● DOCUMENT

■ ■ ■ ■

= Swimming at the 2020 Summer Paralympics – Men's 150 metre individual medley =

The men's 150 metre individual medley swimming events for the 2020 Summer Paralympics took place at the Tokyo Aquatics Centre on August 28, 2021. Athletes swim three 50 metre laps using the backstroke, breaststroke, and freestyle. A total of two events were contested over this distance.

==Medal summary==
The following is a summary of the medals awarded across all 150 metre individual medley events.
| SM3 | | 2:56.99 | | 3:02.23 | | 3:05.57 |
| SM4 | | 2:21.17 WR | | 2:29.48 | | 2:40.53 |

| Classification | Gold |  | Silver |  | Bronze |  |
|---|---|---|---|---|---|---|
| SM3 details | Jesús Hernández Mexico | 2:56.99 | Ahmed Kelly Australia | 3:02.23 | Grant Patterson Australia | 3:05.57 |
| SM4 details | Roman Zhdanov RPC | 2:21.17 WR | Ami Omer Dadaon Israel | 2:29.48 | Takayuki Suzuki Japan | 2:40.53 |

==Results==
The following were the results of the finals only of each of the Men's 150 metre individual medley events in each of the classifications. Further details of each event, including where appropriate heats and semi finals results, are available on that event's dedicated page.

===SM3===

The SM3 category is for swimmers who have leg or arm amputations, have severe coordination problems in their limbs, or have to swim with their arms but don't use their trunk or legs.

■ ■ ■ ■

● LISTED RECORDS
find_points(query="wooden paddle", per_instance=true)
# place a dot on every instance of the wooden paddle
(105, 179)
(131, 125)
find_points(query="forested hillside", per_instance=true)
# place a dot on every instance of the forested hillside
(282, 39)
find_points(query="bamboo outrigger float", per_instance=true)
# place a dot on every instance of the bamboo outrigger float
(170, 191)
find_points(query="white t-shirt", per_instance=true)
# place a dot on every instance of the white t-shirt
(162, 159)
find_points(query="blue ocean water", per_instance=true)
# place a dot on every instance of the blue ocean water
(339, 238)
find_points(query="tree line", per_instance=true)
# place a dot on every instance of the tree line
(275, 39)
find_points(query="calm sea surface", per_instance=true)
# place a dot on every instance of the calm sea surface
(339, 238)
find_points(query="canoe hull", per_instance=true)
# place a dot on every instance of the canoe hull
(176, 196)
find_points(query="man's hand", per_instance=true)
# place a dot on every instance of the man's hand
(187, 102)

■ ■ ■ ■

● WHAT TO DO
Copy the passage from the men's 150 metre individual medley text word for word, from "The men's 150 metre individual medley swimming" up to and including "over this distance.".

● FINAL RESULT
The men's 150 metre individual medley swimming events for the 2020 Summer Paralympics took place at the Tokyo Aquatics Centre on August 28, 2021. Athletes swim three 50 metre laps using the backstroke, breaststroke, and freestyle. A total of two events were contested over this distance.